DIRECTIONS: Only the lines from the one containing "Exercise. Spot the mountain" through the end of the entries should be repeated, exactly as they appear, first and last included.
** Opening DATA FOR ANALYSIS block **
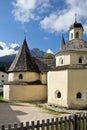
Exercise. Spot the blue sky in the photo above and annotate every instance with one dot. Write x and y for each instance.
(44, 21)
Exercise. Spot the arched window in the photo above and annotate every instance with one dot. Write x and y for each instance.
(58, 94)
(80, 60)
(77, 35)
(78, 95)
(60, 61)
(20, 76)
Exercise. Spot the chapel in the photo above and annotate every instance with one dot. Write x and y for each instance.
(67, 83)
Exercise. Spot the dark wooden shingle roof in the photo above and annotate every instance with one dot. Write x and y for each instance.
(23, 60)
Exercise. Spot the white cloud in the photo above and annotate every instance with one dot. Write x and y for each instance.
(25, 10)
(50, 51)
(61, 19)
(7, 50)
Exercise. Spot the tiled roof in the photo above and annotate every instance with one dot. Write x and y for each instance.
(76, 66)
(23, 60)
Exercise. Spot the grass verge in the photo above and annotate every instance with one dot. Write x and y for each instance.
(49, 110)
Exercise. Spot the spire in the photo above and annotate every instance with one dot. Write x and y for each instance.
(23, 60)
(75, 18)
(62, 41)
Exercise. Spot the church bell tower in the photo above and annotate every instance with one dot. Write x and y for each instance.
(76, 30)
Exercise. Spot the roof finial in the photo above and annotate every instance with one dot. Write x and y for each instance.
(75, 17)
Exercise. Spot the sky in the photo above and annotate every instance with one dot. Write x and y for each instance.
(42, 21)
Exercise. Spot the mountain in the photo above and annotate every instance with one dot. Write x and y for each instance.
(35, 52)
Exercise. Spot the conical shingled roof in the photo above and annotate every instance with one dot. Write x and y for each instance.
(23, 60)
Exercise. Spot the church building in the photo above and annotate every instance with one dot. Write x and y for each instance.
(67, 83)
(27, 77)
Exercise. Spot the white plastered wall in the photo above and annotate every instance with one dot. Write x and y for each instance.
** Closing DATA FOR ANALYSIS block **
EXERCISE OUTPUT:
Exercise. Spot the mountain in the photo above and annotate every instance with one dot. Write x and y for each instance.
(35, 52)
Exercise. Spot the conical shingled roof in the photo above and annotate every instance with one dot. Write x and y for each instance.
(23, 60)
Exercise. Spot the church building in the photo above and annotate every instance with one dot. Write x and y for each instance.
(67, 83)
(27, 77)
Exercise. Spot the white plastered wall in the photo above and annotate every instance with one dot. Write x and y for each instance.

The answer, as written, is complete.